REQUIREMENTS |
Please pull out every line in the listing below that contains the word "jersey". Matching is case-sensitive.

INPUT FOR THIS TASK |
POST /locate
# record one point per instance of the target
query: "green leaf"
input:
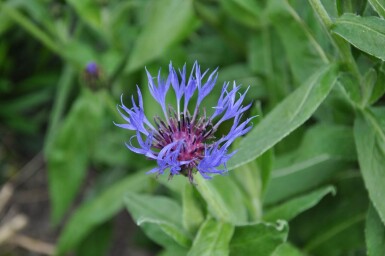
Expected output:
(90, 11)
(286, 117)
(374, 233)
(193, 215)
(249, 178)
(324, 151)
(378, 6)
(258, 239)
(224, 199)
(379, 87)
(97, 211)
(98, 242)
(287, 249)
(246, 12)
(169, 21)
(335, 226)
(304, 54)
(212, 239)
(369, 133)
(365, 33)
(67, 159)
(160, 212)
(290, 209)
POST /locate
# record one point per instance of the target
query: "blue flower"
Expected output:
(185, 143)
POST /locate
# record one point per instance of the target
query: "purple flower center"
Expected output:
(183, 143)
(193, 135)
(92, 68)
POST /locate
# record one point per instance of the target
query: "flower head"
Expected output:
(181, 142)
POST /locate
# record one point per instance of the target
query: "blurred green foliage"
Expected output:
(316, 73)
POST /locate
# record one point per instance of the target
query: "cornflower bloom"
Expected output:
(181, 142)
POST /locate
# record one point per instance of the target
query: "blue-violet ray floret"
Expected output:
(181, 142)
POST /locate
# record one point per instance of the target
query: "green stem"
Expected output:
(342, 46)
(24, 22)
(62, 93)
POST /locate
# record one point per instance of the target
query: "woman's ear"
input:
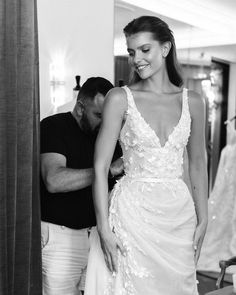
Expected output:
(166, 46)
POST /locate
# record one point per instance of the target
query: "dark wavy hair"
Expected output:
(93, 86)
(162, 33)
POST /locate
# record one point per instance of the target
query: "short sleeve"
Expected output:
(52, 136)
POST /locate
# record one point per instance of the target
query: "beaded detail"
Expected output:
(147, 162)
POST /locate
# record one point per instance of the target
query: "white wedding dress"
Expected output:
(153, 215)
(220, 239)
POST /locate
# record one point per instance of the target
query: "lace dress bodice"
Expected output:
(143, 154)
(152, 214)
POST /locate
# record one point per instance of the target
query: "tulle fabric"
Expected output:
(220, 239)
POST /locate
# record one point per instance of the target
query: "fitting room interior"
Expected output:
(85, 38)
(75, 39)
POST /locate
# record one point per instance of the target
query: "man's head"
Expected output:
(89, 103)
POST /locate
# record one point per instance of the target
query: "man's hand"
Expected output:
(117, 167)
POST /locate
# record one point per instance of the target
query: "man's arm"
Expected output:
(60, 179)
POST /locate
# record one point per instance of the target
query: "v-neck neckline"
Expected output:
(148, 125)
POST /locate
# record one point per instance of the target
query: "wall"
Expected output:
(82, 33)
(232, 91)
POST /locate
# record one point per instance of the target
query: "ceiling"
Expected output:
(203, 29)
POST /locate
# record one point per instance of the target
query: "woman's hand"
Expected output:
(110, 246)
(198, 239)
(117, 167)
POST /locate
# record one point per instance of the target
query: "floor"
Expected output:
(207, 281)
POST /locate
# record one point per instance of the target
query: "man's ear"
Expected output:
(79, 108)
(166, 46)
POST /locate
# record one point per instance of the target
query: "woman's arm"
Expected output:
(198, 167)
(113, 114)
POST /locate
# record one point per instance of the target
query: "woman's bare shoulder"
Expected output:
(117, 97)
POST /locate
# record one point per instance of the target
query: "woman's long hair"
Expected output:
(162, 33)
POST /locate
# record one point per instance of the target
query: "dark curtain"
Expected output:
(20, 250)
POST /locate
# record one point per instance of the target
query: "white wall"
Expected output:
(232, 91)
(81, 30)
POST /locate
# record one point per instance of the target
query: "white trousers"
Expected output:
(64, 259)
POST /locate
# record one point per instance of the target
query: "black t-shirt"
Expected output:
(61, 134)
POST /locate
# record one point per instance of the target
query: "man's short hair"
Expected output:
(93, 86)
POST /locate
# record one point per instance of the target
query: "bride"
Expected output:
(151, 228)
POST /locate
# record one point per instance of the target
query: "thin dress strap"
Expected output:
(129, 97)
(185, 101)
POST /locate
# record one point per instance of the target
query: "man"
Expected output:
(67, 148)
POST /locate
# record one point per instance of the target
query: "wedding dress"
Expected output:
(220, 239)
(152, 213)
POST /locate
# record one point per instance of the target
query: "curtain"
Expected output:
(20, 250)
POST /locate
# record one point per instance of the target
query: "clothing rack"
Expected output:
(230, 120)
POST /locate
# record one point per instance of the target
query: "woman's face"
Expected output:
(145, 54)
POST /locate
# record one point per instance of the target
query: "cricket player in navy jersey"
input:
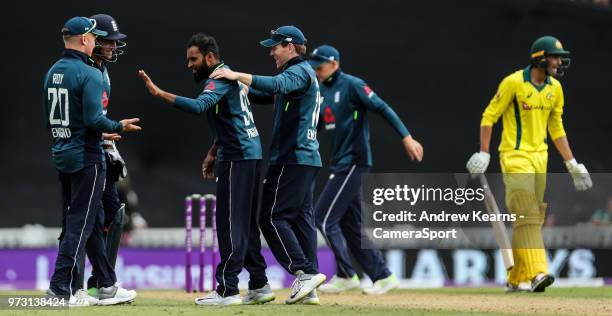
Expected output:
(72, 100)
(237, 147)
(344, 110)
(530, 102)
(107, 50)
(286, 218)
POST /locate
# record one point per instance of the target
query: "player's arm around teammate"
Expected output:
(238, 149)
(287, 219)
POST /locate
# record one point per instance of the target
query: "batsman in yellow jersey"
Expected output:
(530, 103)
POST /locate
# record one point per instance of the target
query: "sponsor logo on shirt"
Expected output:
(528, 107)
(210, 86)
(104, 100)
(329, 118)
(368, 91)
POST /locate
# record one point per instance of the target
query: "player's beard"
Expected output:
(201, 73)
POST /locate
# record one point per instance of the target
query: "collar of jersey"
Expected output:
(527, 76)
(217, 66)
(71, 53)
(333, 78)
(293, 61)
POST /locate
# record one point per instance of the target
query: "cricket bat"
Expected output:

RESPONSE TO THE EXERCISE |
query: "cricket player in navy jersey"
query: "batsman in yellow jersey"
query: "collar of jersey"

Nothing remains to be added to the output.